STATED PROBLEM: Please replace "green backpack" with "blue backpack" in the stretch of the material from the line containing "Could you locate the person" through its end, and give only those lines back with everything else unchanged.

· · ·

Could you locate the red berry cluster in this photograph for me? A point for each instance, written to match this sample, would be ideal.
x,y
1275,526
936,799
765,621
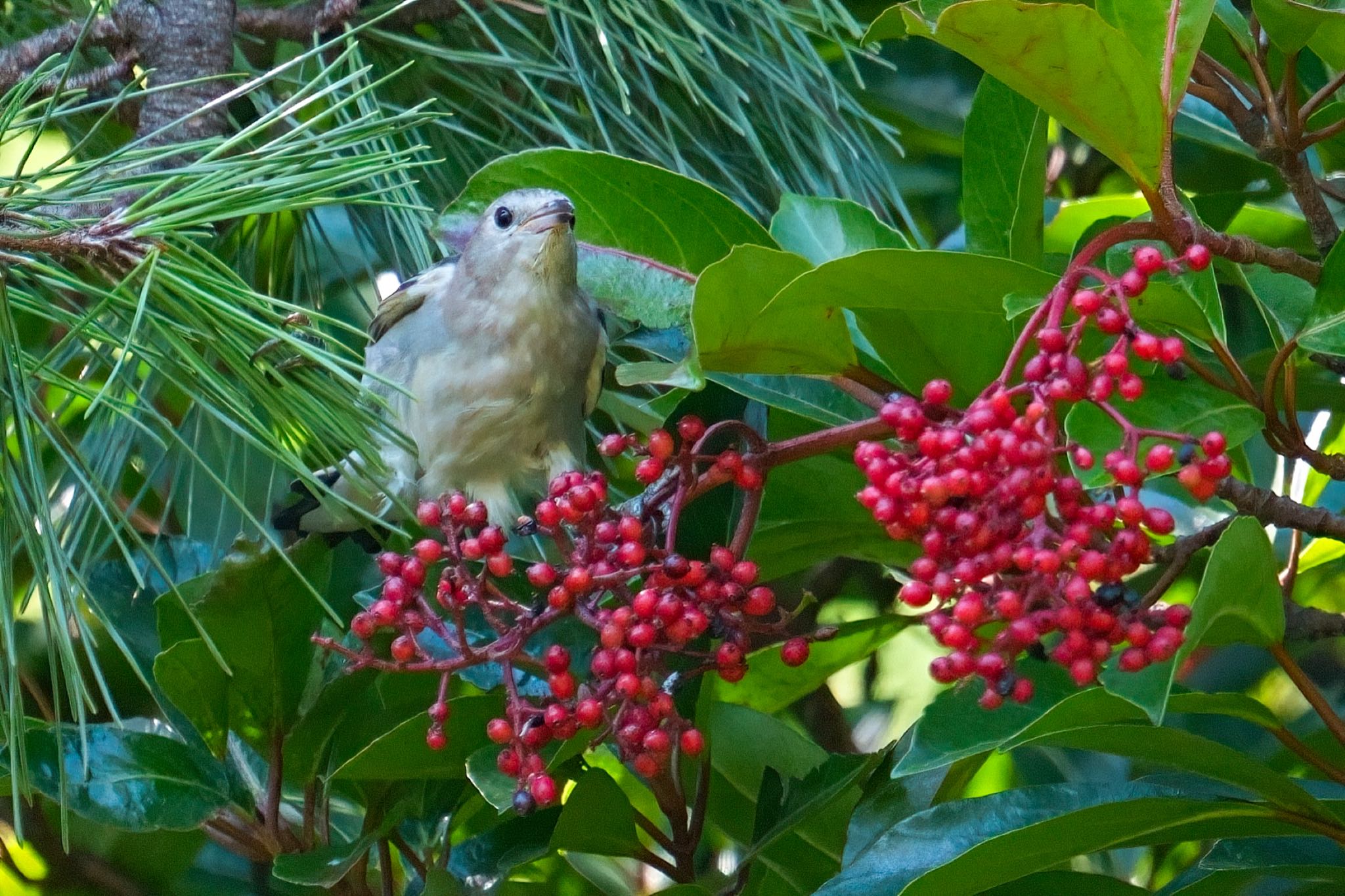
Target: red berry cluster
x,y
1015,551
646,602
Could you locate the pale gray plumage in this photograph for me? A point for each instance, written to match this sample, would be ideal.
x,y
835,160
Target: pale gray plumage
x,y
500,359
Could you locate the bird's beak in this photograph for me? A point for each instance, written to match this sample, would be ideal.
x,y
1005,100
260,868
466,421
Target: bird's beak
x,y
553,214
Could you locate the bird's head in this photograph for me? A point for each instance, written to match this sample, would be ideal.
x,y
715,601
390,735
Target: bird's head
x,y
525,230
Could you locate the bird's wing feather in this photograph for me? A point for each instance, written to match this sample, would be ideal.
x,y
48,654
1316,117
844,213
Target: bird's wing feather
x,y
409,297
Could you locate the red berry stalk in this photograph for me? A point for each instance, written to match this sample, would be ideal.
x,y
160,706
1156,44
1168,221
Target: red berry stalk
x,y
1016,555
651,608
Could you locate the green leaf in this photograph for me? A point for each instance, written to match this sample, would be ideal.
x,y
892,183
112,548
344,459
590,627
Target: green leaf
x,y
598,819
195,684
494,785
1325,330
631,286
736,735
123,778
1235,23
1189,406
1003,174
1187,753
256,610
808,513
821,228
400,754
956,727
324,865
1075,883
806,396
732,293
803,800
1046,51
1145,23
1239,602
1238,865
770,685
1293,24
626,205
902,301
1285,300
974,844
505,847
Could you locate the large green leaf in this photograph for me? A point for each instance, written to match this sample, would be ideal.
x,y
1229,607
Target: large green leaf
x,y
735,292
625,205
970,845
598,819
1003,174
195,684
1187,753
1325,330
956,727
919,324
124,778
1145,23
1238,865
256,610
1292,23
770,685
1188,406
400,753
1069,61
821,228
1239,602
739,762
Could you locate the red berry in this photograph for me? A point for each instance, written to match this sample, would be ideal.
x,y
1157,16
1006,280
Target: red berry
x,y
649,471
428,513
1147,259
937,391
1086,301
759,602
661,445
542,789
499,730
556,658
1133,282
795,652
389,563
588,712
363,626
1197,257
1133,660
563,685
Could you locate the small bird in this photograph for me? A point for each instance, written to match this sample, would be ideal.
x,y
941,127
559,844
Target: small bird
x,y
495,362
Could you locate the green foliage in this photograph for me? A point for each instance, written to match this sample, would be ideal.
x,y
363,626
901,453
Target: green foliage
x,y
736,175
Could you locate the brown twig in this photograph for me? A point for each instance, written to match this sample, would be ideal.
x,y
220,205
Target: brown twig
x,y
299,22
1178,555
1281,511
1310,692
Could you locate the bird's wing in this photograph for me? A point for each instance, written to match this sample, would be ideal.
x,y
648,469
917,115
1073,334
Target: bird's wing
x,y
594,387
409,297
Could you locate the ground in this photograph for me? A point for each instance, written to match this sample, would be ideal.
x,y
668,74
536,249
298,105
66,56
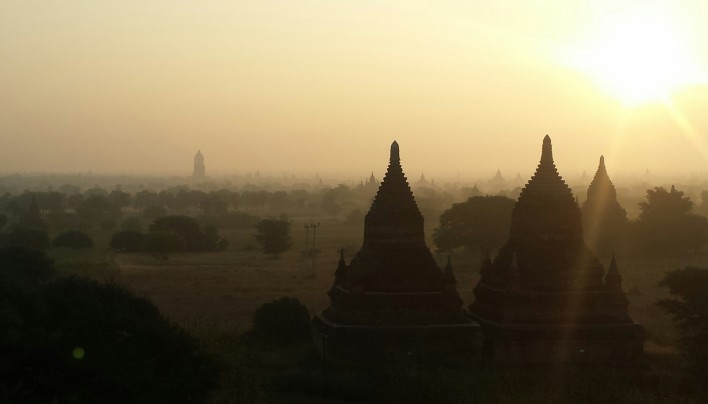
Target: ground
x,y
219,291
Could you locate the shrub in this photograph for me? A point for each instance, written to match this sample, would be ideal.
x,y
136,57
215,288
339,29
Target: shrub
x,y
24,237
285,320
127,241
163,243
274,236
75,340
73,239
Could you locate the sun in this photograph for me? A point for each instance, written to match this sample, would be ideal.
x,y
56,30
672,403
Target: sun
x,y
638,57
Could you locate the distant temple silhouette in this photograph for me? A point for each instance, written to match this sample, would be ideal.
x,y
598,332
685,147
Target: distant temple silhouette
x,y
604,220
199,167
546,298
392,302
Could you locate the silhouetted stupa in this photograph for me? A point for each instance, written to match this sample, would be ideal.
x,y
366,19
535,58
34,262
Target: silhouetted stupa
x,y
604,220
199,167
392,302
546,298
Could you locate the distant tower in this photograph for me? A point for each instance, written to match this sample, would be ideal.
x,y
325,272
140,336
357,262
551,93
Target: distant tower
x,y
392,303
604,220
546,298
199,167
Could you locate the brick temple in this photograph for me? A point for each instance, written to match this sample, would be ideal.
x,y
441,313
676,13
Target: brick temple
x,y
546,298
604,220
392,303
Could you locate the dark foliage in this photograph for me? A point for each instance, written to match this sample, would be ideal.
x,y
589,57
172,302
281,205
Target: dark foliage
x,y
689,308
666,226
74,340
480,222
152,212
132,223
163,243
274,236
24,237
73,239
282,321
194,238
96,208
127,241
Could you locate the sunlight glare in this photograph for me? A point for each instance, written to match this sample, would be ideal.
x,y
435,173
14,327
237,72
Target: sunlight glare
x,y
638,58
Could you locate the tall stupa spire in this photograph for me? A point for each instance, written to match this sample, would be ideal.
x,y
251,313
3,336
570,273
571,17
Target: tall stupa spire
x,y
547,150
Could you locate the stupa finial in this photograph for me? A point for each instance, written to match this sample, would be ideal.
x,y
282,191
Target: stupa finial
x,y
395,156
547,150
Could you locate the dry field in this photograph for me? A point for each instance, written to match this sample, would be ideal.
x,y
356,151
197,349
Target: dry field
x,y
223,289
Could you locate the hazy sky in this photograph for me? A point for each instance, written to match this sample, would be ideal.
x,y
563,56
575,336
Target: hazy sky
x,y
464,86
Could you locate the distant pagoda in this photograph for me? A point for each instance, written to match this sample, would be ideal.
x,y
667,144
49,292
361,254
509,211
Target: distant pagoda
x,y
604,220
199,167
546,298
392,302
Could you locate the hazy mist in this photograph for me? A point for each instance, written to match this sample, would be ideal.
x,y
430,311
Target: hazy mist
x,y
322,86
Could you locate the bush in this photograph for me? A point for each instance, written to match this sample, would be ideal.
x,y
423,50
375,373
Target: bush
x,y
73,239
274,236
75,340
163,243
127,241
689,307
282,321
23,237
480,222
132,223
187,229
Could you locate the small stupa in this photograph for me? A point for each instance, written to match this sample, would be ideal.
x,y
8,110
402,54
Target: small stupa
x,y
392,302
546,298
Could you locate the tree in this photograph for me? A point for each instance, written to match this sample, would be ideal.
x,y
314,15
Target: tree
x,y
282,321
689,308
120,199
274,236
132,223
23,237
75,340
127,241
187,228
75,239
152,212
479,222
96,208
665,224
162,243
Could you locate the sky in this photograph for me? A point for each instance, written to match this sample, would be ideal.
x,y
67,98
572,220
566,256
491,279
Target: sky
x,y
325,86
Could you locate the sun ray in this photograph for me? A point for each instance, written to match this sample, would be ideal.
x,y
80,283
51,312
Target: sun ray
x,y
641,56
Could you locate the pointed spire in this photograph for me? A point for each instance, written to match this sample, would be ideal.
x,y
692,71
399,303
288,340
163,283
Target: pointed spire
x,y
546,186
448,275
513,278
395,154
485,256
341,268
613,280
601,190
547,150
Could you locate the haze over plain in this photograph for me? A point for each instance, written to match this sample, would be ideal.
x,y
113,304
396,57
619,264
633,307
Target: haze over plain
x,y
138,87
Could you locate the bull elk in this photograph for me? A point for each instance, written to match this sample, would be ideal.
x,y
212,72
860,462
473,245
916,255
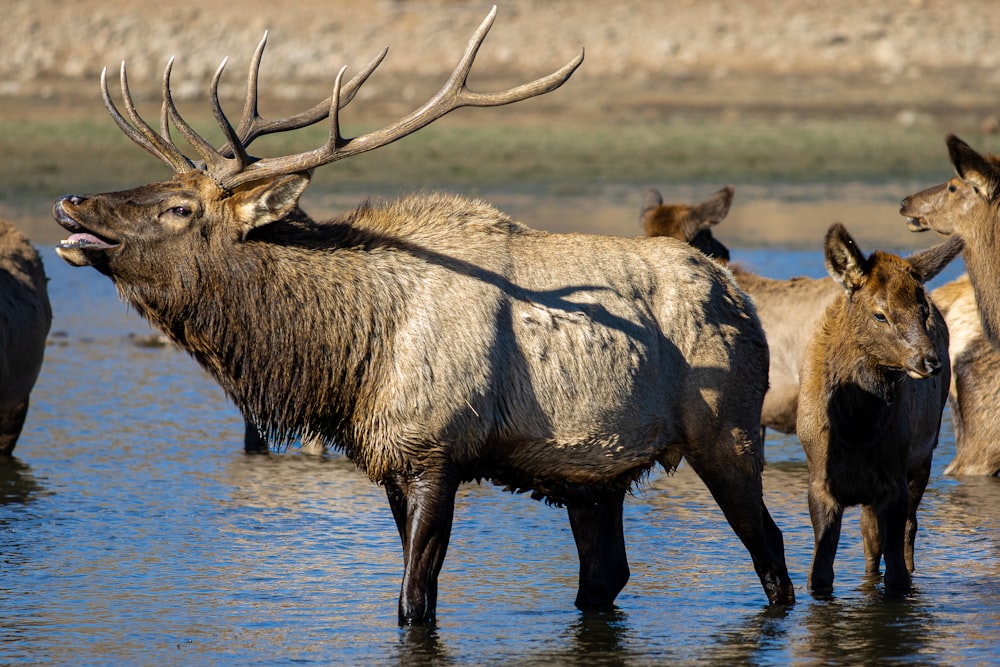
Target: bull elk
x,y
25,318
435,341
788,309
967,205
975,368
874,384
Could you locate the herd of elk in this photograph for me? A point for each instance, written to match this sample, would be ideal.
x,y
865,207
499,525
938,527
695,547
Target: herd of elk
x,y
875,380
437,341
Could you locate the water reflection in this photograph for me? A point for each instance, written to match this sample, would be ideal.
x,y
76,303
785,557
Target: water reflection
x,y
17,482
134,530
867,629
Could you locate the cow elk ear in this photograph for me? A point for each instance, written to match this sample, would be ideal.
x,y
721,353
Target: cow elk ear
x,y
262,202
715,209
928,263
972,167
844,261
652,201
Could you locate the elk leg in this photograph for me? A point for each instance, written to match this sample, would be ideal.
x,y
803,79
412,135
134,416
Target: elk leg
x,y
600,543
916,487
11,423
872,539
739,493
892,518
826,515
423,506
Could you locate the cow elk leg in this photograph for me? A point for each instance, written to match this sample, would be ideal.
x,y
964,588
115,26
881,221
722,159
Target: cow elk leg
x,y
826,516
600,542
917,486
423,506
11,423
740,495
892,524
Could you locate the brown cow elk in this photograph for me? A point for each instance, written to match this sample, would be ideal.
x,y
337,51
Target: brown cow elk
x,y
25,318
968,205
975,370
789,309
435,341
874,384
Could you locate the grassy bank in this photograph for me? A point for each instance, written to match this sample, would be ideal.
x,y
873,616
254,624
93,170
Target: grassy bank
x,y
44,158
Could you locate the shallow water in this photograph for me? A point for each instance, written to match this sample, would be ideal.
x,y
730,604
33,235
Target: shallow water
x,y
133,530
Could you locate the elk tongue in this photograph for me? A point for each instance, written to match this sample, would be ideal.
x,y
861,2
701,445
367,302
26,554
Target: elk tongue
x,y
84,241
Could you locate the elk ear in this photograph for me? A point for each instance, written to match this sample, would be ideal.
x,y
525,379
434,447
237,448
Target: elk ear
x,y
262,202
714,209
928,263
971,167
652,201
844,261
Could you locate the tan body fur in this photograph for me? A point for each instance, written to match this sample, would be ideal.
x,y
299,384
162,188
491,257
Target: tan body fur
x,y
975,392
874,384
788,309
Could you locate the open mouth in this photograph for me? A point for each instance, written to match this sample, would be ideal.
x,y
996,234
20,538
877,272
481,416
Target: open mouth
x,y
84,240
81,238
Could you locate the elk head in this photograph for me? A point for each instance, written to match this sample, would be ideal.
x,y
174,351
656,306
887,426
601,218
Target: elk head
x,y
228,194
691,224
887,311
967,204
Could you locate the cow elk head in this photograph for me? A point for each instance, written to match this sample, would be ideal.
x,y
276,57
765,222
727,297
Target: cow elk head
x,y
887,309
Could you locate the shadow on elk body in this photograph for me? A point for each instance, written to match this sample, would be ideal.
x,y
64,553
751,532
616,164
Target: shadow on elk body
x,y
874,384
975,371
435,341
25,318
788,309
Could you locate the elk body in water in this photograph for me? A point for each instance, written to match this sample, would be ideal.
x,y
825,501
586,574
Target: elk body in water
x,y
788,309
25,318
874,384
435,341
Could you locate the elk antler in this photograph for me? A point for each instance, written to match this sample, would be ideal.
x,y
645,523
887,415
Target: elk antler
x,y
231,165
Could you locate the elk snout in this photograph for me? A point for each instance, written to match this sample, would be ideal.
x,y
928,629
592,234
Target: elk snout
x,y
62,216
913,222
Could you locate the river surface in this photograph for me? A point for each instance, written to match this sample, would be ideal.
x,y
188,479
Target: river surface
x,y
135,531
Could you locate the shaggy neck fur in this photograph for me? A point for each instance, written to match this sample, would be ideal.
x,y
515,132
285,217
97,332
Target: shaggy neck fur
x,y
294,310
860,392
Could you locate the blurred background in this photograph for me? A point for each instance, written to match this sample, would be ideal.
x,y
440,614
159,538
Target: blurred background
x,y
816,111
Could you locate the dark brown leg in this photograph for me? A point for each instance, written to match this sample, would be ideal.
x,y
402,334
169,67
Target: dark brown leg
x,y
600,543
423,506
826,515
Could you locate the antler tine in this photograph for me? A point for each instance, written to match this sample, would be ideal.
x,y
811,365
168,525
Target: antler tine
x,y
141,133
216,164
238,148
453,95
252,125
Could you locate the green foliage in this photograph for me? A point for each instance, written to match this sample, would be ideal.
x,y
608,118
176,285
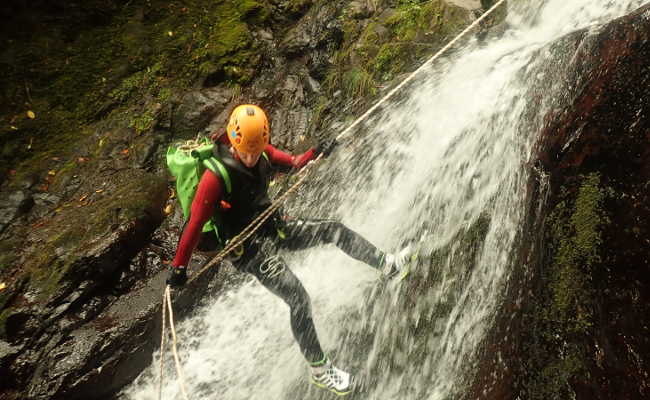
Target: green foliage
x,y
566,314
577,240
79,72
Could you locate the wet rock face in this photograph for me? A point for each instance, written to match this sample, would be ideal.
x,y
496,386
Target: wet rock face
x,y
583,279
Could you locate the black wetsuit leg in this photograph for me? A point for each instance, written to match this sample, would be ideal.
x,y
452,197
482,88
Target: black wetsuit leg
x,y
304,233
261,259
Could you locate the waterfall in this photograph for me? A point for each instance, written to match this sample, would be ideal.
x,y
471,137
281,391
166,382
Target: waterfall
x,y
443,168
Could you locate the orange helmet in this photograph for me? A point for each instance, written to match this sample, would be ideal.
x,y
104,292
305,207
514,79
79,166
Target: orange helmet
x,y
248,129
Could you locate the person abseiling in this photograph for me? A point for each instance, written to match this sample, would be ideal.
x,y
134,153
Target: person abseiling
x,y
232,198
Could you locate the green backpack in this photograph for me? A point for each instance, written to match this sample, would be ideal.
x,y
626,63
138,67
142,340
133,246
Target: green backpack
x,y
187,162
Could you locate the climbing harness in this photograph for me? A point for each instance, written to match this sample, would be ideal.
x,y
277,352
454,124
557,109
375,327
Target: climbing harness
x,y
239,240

· · ·

SOLUTION FOR THIS PROBLEM:
Could you locate the person abseiling in this photograph for me? A point for each instance, written to match this sample, would be ideal.
x,y
134,153
Target: person abseiling
x,y
232,198
Could you locate the blue backpack in this photograph for me? A point for each instance, written to match this sample, would be ideal.
x,y
626,63
138,67
142,340
133,246
Target: blue backpack
x,y
187,162
Could you locate the climbing harness in this photograph for me? A point for each instance, written to match this sample, would be ideal.
x,y
277,352
454,124
557,109
375,327
Target: climbing harness
x,y
239,240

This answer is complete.